Convert the lines below into a Markdown table with the columns Number and Line, numbering each row and leaving out blank lines.

--- BEGIN Available data ---

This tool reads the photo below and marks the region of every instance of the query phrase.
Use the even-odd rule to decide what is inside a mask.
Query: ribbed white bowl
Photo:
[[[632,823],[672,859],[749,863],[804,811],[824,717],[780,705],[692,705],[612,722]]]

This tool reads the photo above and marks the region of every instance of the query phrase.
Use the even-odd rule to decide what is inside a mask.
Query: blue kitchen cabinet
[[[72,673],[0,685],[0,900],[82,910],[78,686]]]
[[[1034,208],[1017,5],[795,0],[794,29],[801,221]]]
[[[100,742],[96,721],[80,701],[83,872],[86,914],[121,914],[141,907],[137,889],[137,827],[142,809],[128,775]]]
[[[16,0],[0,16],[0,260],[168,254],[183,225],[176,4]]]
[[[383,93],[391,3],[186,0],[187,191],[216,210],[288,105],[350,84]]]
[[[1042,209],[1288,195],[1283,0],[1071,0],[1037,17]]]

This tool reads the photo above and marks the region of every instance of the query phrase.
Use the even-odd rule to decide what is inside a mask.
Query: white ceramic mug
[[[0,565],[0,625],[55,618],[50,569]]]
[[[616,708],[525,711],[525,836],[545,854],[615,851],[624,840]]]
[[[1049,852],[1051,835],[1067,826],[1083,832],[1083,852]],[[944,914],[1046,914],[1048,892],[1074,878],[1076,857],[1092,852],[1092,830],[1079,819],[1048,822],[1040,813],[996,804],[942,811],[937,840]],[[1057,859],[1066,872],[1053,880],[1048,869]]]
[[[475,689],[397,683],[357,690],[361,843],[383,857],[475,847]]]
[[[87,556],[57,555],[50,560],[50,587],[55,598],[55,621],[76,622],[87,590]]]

--- END Available data ---

*Problem solution*.
| Number | Line |
|---|---|
| 1 | This tool reads the photo below and marks the region of every instance of the query phrase. |
| 2 | Use the even-odd rule to decide what is inside a mask. |
| 3 | Query: ribbed white bowl |
| 4 | Photo: |
| 5 | [[[632,823],[672,859],[749,863],[804,811],[824,717],[780,705],[692,705],[612,722]]] |
| 6 | This tool reads the photo above and marks the region of every instance of the query phrase. |
| 7 | Use the even-odd rule to decide what is inside a mask. |
| 8 | Query: blue kitchen cabinet |
| 9 | [[[72,673],[0,685],[0,900],[82,910],[78,686]]] |
| 10 | [[[1034,208],[1017,5],[795,0],[794,29],[801,221]]] |
| 11 | [[[100,742],[96,721],[80,701],[83,872],[86,914],[121,914],[141,907],[137,889],[137,827],[142,809],[128,775]]] |
| 12 | [[[16,0],[0,16],[0,260],[168,254],[183,225],[176,4]]] |
| 13 | [[[383,93],[391,3],[186,0],[187,191],[216,210],[288,105],[350,84]]] |
| 14 | [[[1042,209],[1288,195],[1283,0],[1071,0],[1037,17]]] |
| 15 | This tool reads the photo above and marks the region of every instance of the query phrase. |
| 16 | Use the even-odd rule to decide what is inside a mask. |
| 17 | Query: white ceramic mug |
| 18 | [[[0,565],[0,625],[55,618],[50,569]]] |
| 19 | [[[616,708],[525,711],[525,836],[545,854],[615,851],[624,840]]] |
| 20 | [[[1049,852],[1051,835],[1067,826],[1083,832],[1083,852]],[[944,914],[1046,914],[1048,892],[1074,878],[1076,857],[1092,852],[1092,830],[1079,819],[1048,822],[1040,813],[996,804],[942,811],[937,840]],[[1057,859],[1066,872],[1053,880],[1048,869]]] |
| 21 | [[[475,689],[397,683],[357,690],[361,843],[383,857],[475,847]]] |
| 22 | [[[87,556],[57,555],[50,560],[50,587],[55,598],[55,621],[76,622],[87,590]]] |